**EXERCISE INSTRUCTIONS**
Please rewrite everything from the start of the entries down to and including the line containing "target: curved wooden rafter" as a JSON list of strings, one string per line. Leave out the picture and any blank lines.
━━━━━ RECORDS TO USE ━━━━━
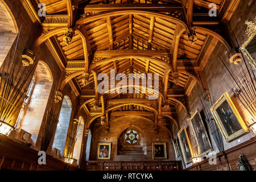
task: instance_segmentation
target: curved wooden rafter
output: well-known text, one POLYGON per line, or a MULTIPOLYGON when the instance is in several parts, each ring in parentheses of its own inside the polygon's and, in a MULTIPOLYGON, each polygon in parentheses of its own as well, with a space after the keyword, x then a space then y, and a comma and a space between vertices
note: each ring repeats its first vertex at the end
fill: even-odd
POLYGON ((165 116, 167 118, 169 118, 171 119, 171 121, 172 121, 175 123, 175 125, 177 126, 177 127, 179 129, 180 129, 180 126, 179 125, 179 123, 177 122, 177 120, 176 120, 172 116, 171 116, 171 115, 169 114, 162 114, 162 116, 165 116))

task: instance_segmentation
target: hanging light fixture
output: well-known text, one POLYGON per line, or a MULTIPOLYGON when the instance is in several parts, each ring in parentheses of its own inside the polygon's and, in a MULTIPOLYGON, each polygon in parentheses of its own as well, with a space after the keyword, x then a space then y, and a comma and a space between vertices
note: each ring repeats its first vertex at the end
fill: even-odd
POLYGON ((192 162, 193 162, 193 163, 194 163, 194 164, 200 163, 201 161, 202 161, 202 158, 200 156, 196 156, 196 157, 194 157, 192 158, 192 162))
POLYGON ((256 135, 256 122, 253 119, 251 119, 251 120, 253 120, 253 123, 250 125, 249 127, 253 131, 254 134, 256 135))
POLYGON ((65 163, 72 164, 74 159, 71 158, 65 158, 65 163))

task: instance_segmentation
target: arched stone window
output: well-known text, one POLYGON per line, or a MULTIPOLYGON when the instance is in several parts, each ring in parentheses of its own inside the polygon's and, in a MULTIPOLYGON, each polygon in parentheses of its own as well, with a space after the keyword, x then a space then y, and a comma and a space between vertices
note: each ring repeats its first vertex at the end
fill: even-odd
POLYGON ((52 145, 52 148, 56 148, 60 150, 61 155, 63 155, 66 143, 72 110, 72 106, 71 100, 68 96, 64 96, 59 117, 59 123, 54 136, 53 144, 52 145))
POLYGON ((17 36, 14 17, 3 0, 0 0, 0 67, 17 36))
POLYGON ((48 65, 39 61, 20 110, 16 128, 32 134, 32 145, 36 144, 53 82, 48 65))
POLYGON ((118 155, 143 155, 146 154, 146 142, 142 133, 131 126, 119 135, 117 143, 118 155))
POLYGON ((85 151, 86 154, 86 160, 89 160, 89 158, 90 156, 90 143, 92 143, 92 133, 90 132, 90 130, 89 130, 89 134, 87 138, 87 143, 86 143, 86 150, 85 151))
POLYGON ((73 158, 77 159, 77 164, 79 164, 84 126, 84 118, 81 116, 79 118, 78 123, 79 125, 77 126, 78 130, 76 135, 76 141, 74 146, 74 151, 73 152, 73 158))

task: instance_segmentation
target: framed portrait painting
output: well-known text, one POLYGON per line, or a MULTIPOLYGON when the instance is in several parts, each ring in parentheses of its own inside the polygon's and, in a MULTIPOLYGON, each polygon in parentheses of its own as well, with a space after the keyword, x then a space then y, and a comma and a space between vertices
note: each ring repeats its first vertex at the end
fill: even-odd
POLYGON ((218 99, 210 110, 226 142, 231 142, 249 132, 228 93, 218 99))
POLYGON ((98 143, 97 159, 110 159, 111 143, 98 143))
POLYGON ((188 164, 192 162, 193 152, 185 126, 178 132, 178 137, 183 159, 185 163, 188 164))
POLYGON ((201 114, 198 110, 189 119, 189 122, 199 147, 199 154, 200 156, 203 156, 212 151, 212 148, 201 114))
POLYGON ((175 138, 172 141, 172 144, 174 144, 174 151, 175 151, 176 157, 179 158, 181 155, 180 147, 179 147, 179 139, 175 138))
POLYGON ((166 159, 166 142, 152 142, 153 159, 166 159))

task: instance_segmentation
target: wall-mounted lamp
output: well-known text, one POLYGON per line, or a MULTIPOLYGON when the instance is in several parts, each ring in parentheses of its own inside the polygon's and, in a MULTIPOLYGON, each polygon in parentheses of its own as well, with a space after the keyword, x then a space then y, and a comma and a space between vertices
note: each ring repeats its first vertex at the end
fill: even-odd
POLYGON ((253 131, 254 134, 256 135, 256 122, 253 119, 251 119, 251 120, 253 120, 254 122, 248 127, 253 131))
POLYGON ((194 163, 194 164, 200 163, 201 161, 202 161, 202 158, 201 158, 201 156, 200 156, 192 158, 192 162, 193 162, 193 163, 194 163))
POLYGON ((0 121, 0 134, 9 136, 14 127, 6 122, 0 121))
POLYGON ((65 158, 65 163, 72 164, 74 159, 71 158, 65 158))

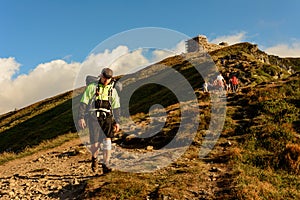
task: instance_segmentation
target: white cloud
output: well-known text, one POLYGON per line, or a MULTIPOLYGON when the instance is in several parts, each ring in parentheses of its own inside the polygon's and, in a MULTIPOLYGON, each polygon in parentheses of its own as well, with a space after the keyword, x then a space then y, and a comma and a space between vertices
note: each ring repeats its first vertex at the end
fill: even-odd
POLYGON ((246 38, 246 32, 242 31, 234 35, 223 35, 211 40, 211 43, 219 44, 220 42, 227 42, 228 44, 236 44, 242 42, 246 38))
POLYGON ((178 44, 171 53, 154 50, 145 54, 143 49, 130 51, 119 46, 112 51, 90 54, 82 63, 53 60, 21 75, 17 74, 21 64, 15 58, 0 58, 0 114, 83 86, 87 75, 97 76, 103 67, 111 67, 115 75, 131 73, 180 52, 182 47, 178 44))
POLYGON ((300 42, 295 42, 291 45, 278 44, 268 47, 264 51, 268 54, 277 55, 279 57, 300 57, 300 42))
POLYGON ((80 66, 79 63, 68 64, 63 60, 53 60, 38 65, 28 75, 22 74, 12 79, 20 64, 12 58, 10 63, 14 65, 5 65, 5 62, 2 62, 4 59, 0 59, 0 113, 22 108, 72 89, 74 77, 80 66))
POLYGON ((15 58, 0 58, 0 83, 10 80, 12 75, 19 71, 20 66, 15 58))

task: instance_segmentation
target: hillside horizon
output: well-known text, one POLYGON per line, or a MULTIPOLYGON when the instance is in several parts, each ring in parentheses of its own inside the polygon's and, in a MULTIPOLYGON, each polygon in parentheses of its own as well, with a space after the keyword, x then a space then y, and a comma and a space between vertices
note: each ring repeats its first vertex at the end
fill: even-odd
━━━━━
**WRITTEN RESPONSE**
[
  "task: instance_segmentation",
  "target: curved wooden rafter"
]